Document excerpt ▸
** begin **
What are the measurements at the only seating position you care about? What particular aspect of the sound do you feel is lacking? See my previous posts about what constitutes 'good bass'. I'm unsure what you mean by 'doubled up padding'? In planning your acoustics strategy, focus on linear absorption across the audible frequency spectrum.

Lots of bass absorption will certainly help deliver clean and 'fast' transients. It will not help deliver trouser flapping rumble -That's down to having subs able to deliver low bass at the requred SPL with little distortion. For one seating position (Positioned with consideration to be out of any significant nulls) a single sub can deliver near flat frequency response. Having multiple diffent subs, with different capabilities, can be extremely difficult to calibrate. When using multiple subs, I try and ensure that they are identical.


----------



## Peter Aylett

Thejasvi said:


> Hello  this is my first post ever...appreciate any kind of feedback on below. I am.settimh up my new media room and in past have been happy with deftech series with denon. This time its a 7.2.2 set up. 2 atmos ceiling speakers.
** end **
Aim of the task ▸ Return the portion of the home theater acoustics thread starting with "Lots of bass" and going on through "they are identical.", copied word for word.

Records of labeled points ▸
** begin **
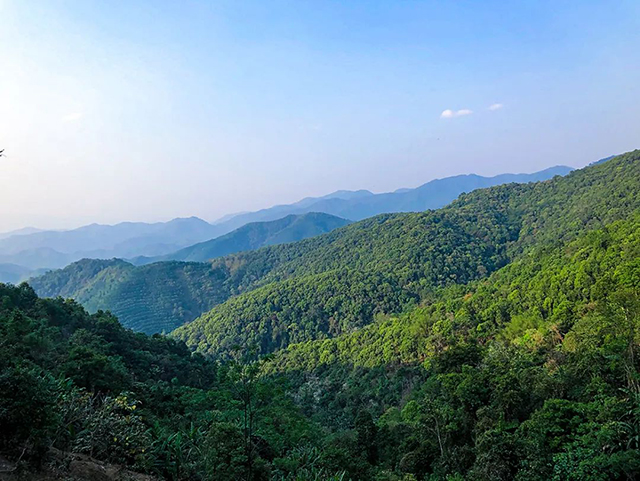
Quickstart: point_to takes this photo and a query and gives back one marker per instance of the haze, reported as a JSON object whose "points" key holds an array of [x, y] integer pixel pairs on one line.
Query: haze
{"points": [[113, 111]]}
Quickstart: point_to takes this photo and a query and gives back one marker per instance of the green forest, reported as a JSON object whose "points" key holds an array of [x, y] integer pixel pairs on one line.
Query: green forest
{"points": [[494, 339]]}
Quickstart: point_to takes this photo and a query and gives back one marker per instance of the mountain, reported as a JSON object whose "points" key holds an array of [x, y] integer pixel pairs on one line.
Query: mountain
{"points": [[161, 296], [23, 231], [494, 339], [54, 249], [15, 274], [255, 235], [376, 265], [35, 249], [358, 205], [339, 282]]}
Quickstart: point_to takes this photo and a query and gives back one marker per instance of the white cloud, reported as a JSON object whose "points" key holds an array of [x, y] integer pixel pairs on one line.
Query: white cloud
{"points": [[72, 117], [449, 114]]}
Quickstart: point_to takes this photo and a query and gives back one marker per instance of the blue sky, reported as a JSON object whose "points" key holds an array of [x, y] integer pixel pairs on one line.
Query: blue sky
{"points": [[114, 111]]}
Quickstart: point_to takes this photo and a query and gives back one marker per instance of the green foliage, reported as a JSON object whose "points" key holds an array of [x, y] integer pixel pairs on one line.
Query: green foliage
{"points": [[496, 339], [339, 282]]}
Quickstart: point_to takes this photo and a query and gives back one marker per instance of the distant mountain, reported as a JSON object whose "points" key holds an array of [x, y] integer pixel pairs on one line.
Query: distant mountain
{"points": [[23, 231], [137, 240], [253, 236], [358, 205], [54, 249], [14, 274], [161, 296]]}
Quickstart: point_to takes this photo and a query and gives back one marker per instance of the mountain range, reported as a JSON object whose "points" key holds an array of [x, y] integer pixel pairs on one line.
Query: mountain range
{"points": [[495, 338], [161, 296], [33, 250]]}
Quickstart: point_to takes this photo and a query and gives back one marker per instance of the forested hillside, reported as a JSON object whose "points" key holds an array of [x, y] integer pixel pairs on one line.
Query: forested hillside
{"points": [[339, 282], [74, 384], [161, 296], [501, 344]]}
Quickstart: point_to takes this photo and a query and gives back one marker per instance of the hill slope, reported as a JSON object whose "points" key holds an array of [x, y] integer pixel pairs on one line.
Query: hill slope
{"points": [[339, 282], [164, 295]]}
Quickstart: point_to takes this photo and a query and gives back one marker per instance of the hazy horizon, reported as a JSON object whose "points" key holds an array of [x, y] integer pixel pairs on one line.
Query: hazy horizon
{"points": [[155, 110]]}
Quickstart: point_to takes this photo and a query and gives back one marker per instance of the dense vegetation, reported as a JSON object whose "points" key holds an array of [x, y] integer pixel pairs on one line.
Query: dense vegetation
{"points": [[340, 281], [83, 384], [153, 298], [161, 296], [495, 339], [151, 309]]}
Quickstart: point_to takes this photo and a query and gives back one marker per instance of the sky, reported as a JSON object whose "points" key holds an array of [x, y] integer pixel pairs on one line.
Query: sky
{"points": [[149, 110]]}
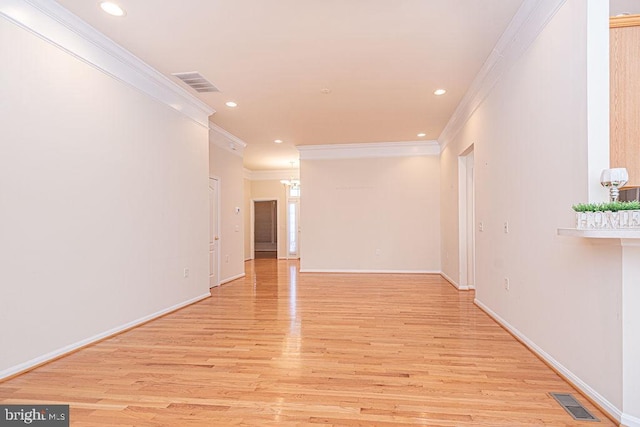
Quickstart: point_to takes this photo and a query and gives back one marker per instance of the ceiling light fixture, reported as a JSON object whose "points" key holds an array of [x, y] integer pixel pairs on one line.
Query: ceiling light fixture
{"points": [[112, 8]]}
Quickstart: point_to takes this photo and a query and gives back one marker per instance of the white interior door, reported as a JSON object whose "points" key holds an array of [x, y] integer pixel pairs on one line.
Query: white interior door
{"points": [[466, 224], [214, 236]]}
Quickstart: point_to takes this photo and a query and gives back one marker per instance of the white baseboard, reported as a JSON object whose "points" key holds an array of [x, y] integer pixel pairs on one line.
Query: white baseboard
{"points": [[313, 270], [23, 367], [453, 282], [562, 370], [630, 420], [231, 279]]}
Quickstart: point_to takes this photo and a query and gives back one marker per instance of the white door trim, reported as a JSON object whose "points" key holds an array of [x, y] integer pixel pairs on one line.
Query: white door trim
{"points": [[252, 224]]}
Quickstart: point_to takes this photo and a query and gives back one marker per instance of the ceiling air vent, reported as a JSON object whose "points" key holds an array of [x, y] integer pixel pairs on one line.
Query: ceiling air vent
{"points": [[196, 81]]}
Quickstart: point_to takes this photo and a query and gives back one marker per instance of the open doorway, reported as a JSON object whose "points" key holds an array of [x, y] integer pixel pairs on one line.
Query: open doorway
{"points": [[265, 236], [466, 223]]}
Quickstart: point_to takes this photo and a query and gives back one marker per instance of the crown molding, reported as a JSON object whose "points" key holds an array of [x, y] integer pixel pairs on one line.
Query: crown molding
{"points": [[229, 141], [56, 25], [367, 150], [272, 175], [524, 28]]}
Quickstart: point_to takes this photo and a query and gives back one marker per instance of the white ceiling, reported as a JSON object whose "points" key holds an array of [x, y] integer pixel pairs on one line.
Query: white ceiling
{"points": [[380, 59]]}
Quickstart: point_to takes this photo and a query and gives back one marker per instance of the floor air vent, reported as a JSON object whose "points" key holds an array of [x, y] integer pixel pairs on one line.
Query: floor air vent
{"points": [[573, 407], [197, 81]]}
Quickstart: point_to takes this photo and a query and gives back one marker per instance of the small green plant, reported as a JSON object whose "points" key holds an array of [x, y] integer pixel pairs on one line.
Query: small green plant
{"points": [[607, 206]]}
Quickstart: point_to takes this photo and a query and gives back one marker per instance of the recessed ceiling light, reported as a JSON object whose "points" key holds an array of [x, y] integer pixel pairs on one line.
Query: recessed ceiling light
{"points": [[112, 8]]}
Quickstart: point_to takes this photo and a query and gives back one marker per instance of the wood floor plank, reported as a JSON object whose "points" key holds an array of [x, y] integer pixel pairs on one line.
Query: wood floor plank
{"points": [[288, 349]]}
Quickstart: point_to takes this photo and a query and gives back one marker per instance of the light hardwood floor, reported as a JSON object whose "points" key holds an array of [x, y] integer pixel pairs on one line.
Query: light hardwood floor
{"points": [[279, 348]]}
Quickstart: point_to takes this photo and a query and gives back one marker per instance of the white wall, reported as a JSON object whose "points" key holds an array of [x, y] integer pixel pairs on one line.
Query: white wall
{"points": [[370, 214], [103, 202], [227, 166], [247, 220], [531, 164]]}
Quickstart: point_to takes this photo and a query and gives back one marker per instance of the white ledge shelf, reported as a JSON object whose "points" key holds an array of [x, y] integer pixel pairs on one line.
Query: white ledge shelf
{"points": [[617, 233]]}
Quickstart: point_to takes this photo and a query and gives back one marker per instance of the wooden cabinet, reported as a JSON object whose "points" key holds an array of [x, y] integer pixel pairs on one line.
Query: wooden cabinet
{"points": [[625, 95]]}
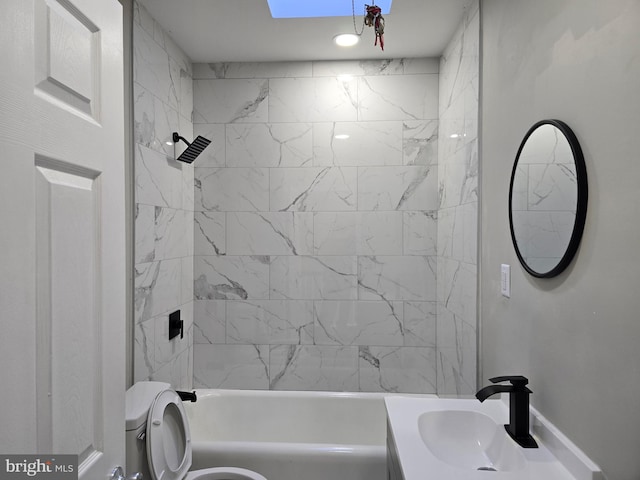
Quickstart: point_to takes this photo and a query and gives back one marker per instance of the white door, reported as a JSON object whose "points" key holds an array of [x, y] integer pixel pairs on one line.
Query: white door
{"points": [[62, 231]]}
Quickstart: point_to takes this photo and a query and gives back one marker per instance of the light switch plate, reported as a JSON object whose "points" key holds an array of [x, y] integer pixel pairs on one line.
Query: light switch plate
{"points": [[505, 280]]}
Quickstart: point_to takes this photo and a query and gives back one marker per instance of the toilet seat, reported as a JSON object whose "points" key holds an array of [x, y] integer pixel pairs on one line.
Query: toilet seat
{"points": [[168, 438]]}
** end **
Solved problem ▸
Lots of bass absorption will certainly help deliver clean and 'fast' transients. It will not help deliver trouser flapping rumble -That's down to having subs able to deliver low bass at the requred SPL with little distortion. For one seating position (Positioned with consideration to be out of any significant nulls) a single sub can deliver near flat frequency response. Having multiple diffent subs, with different capabilities, can be extremely difficult to calibrate. When using multiple subs, I try and ensure that they are identical.